◆ STATED EXERCISE:
Filter the data below, keeping every line that contains the string "mural". Copy each matching line unchanged, and treat the match as case-sensitive.

◆ INPUT RECORDS:
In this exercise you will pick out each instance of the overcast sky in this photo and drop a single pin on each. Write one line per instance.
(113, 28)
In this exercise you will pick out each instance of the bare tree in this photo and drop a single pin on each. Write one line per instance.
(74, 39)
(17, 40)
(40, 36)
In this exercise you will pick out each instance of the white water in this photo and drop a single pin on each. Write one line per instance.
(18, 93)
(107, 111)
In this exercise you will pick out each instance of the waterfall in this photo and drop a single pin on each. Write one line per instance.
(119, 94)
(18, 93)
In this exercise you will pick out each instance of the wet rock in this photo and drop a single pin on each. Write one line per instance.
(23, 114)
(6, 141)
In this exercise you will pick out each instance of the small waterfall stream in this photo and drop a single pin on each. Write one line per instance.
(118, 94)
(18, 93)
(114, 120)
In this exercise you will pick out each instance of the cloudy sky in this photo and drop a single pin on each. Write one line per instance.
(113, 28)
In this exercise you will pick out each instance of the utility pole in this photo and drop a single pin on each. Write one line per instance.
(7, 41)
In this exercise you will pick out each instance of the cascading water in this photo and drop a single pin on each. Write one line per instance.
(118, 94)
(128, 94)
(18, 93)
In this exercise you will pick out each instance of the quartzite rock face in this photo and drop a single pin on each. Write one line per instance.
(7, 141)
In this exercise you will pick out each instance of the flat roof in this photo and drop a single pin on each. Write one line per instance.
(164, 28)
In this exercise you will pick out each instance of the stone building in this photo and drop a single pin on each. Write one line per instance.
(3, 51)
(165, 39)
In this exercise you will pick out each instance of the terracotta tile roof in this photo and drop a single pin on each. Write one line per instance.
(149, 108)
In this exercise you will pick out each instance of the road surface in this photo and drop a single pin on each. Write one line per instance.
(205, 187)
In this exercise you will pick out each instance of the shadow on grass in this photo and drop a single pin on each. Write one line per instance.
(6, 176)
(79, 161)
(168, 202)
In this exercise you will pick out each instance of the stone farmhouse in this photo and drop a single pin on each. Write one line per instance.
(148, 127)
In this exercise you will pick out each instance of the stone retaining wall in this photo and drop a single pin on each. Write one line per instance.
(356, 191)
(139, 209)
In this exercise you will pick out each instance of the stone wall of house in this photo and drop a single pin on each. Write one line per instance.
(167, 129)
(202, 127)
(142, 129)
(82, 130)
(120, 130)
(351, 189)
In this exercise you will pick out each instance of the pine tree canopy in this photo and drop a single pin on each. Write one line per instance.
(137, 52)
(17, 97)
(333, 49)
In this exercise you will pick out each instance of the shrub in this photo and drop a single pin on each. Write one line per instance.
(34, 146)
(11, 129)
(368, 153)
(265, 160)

--

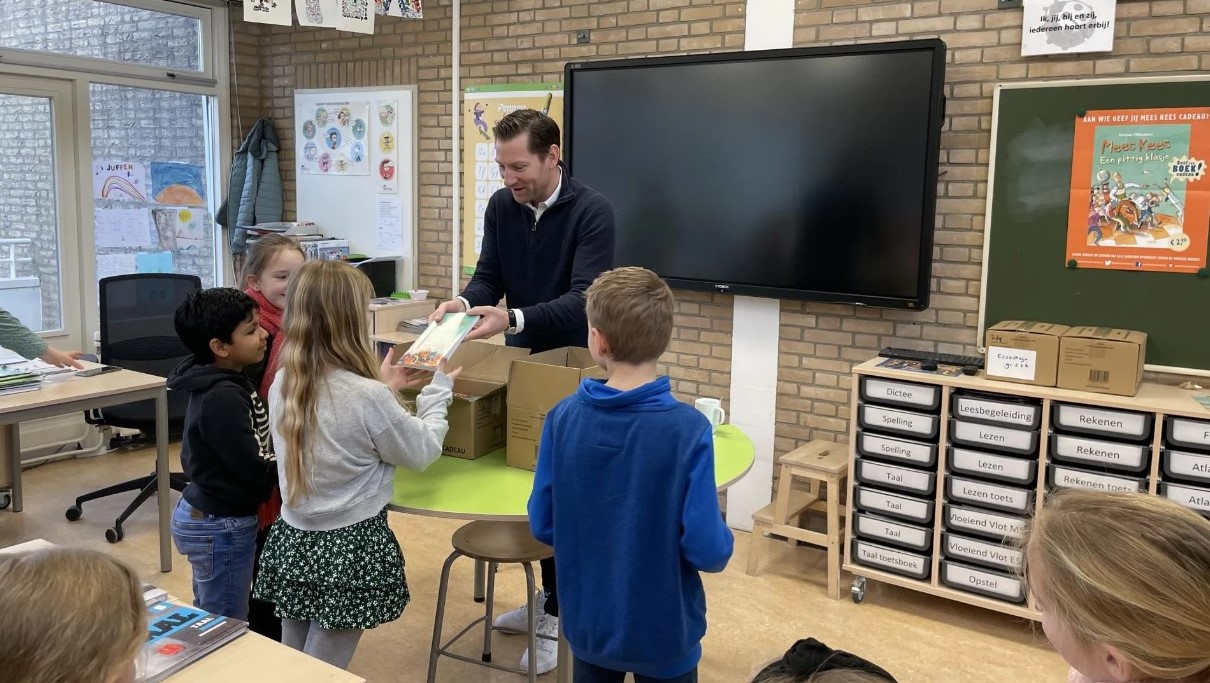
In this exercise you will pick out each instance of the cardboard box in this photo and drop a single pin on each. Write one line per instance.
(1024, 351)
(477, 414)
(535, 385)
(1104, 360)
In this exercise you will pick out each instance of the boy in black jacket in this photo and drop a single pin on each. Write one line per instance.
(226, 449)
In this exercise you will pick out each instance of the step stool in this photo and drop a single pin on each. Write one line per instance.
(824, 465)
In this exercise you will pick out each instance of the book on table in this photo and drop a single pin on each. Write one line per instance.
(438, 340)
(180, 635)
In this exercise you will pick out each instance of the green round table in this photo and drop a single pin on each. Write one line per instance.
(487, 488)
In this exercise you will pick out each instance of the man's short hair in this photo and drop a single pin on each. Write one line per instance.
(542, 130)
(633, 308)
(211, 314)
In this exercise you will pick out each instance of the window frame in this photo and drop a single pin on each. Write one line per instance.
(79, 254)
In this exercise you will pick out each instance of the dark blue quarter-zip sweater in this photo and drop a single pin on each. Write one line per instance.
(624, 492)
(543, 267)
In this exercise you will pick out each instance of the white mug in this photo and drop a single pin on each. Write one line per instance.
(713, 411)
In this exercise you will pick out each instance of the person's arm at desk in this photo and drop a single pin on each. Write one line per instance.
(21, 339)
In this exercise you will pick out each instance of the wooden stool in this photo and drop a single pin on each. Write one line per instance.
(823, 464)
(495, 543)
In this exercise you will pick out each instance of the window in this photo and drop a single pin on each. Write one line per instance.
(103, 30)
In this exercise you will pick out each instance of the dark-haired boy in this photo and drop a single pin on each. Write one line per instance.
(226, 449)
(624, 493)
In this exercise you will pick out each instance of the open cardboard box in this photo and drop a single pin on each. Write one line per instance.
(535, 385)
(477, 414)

* * *

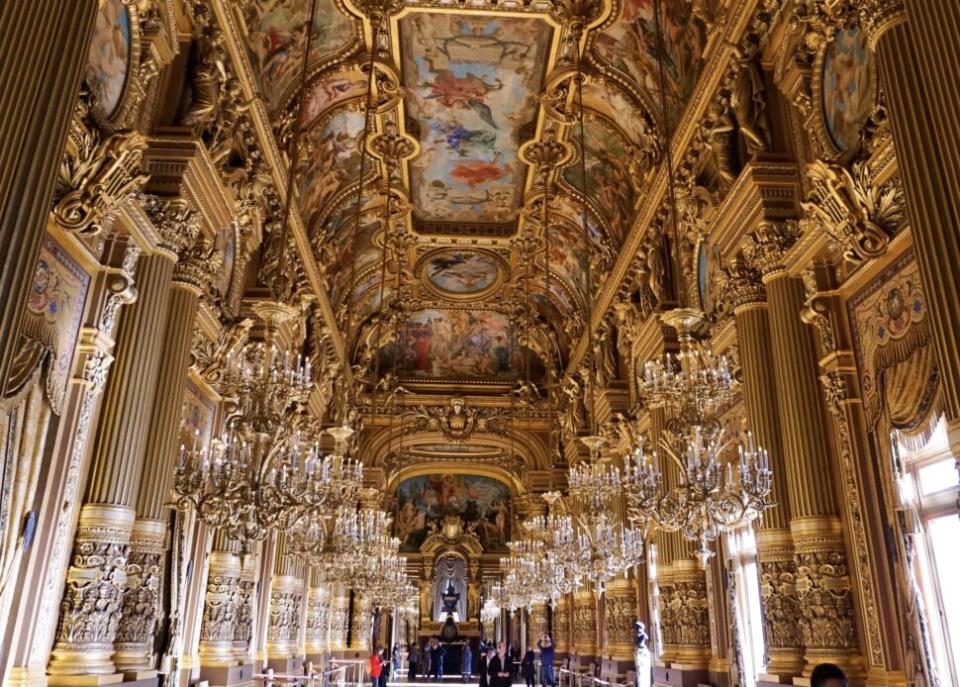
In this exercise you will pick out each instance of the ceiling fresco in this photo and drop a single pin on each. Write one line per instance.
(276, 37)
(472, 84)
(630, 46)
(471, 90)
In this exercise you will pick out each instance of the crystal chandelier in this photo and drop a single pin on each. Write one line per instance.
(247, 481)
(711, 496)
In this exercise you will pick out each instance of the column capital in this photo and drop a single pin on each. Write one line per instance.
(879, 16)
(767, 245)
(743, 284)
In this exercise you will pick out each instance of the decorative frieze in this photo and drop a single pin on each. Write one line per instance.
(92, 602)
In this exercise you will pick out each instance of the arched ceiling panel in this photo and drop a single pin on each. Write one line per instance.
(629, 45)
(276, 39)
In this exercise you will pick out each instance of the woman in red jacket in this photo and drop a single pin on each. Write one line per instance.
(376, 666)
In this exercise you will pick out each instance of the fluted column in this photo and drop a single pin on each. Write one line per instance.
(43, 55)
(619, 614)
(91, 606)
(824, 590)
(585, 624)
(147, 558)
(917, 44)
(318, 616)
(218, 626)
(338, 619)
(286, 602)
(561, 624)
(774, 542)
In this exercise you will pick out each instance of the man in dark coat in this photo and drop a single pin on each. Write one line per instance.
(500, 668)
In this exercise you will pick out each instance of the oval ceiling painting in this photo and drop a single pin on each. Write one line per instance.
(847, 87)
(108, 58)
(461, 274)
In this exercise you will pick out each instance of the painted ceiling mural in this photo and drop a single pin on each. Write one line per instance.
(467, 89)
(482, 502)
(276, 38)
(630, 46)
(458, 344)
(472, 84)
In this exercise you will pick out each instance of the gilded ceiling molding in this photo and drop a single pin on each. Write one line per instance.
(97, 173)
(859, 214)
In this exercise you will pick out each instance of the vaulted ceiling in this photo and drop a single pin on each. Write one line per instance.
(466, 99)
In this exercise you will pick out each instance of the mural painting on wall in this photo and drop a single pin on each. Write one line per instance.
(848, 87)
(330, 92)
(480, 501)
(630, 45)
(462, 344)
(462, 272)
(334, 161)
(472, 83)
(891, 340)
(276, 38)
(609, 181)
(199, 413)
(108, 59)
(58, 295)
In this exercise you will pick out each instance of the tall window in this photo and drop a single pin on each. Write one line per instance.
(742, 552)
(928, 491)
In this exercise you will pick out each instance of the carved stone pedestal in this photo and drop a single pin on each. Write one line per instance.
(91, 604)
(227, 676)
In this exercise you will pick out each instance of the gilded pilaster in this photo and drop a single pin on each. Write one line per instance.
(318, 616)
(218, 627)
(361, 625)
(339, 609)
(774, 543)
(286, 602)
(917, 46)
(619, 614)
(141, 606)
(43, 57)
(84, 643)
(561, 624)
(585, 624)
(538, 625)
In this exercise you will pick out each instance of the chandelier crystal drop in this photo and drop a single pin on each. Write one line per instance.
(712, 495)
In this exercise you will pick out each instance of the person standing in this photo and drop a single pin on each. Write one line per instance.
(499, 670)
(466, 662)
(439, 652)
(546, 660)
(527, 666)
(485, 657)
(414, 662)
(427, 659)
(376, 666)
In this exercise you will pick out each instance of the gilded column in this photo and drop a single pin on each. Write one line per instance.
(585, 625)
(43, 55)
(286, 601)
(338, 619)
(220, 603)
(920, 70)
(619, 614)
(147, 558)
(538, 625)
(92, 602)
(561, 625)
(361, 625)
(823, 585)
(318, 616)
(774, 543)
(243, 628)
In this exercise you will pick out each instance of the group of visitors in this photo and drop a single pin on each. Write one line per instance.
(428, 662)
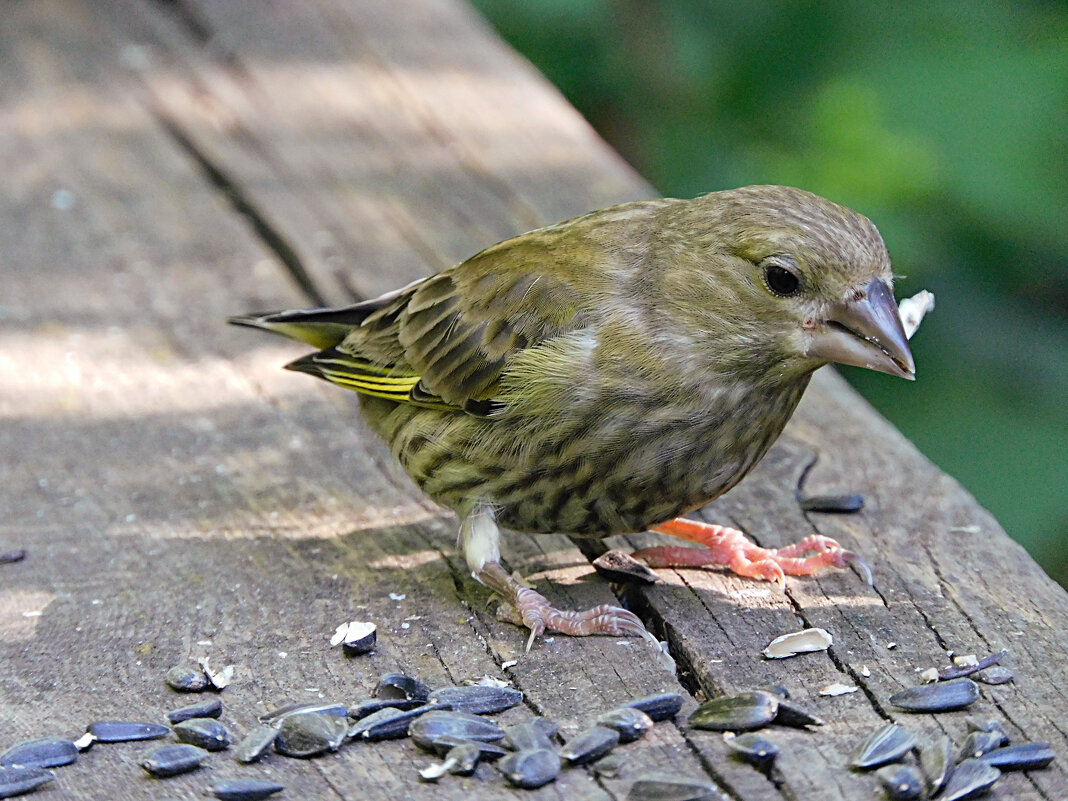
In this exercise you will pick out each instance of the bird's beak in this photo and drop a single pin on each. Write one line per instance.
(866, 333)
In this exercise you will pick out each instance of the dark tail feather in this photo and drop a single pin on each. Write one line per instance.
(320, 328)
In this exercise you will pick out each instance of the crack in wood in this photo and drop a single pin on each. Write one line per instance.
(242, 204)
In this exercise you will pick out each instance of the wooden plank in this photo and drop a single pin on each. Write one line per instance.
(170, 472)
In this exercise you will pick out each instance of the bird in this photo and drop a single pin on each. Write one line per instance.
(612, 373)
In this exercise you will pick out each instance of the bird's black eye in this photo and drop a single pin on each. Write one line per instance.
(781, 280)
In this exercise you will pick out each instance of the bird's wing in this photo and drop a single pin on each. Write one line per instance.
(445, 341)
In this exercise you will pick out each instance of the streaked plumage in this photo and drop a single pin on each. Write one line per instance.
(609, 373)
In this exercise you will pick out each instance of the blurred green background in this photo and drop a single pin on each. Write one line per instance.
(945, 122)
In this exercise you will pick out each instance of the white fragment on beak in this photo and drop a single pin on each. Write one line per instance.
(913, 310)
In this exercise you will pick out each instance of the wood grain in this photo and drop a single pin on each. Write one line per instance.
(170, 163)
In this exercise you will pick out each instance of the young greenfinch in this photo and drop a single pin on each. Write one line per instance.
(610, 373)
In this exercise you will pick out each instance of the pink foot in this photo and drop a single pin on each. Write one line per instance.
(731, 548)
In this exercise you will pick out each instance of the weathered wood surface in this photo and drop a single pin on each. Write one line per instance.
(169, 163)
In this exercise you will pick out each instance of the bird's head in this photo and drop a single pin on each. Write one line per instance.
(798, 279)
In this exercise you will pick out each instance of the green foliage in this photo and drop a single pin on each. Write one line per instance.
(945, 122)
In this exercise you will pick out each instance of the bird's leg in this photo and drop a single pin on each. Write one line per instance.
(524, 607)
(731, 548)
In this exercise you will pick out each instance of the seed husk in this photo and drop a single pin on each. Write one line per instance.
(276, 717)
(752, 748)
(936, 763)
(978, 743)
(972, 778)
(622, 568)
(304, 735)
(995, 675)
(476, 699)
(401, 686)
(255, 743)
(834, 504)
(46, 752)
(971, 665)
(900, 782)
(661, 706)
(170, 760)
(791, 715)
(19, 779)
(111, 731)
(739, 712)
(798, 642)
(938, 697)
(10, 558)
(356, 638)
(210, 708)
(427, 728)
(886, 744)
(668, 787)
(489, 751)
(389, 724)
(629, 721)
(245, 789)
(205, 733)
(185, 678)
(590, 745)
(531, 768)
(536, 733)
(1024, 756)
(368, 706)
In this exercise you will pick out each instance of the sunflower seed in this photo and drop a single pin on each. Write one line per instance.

◆ THE ANSWER:
In this exercise you will pick out each instance of the painted ceiling mural in this photo and drop a single pin on each. Write one line per instance.
In this exercise you will pick out each instance of the mural painting on wall in this photo and drop a single pin on each. Write one line per instance.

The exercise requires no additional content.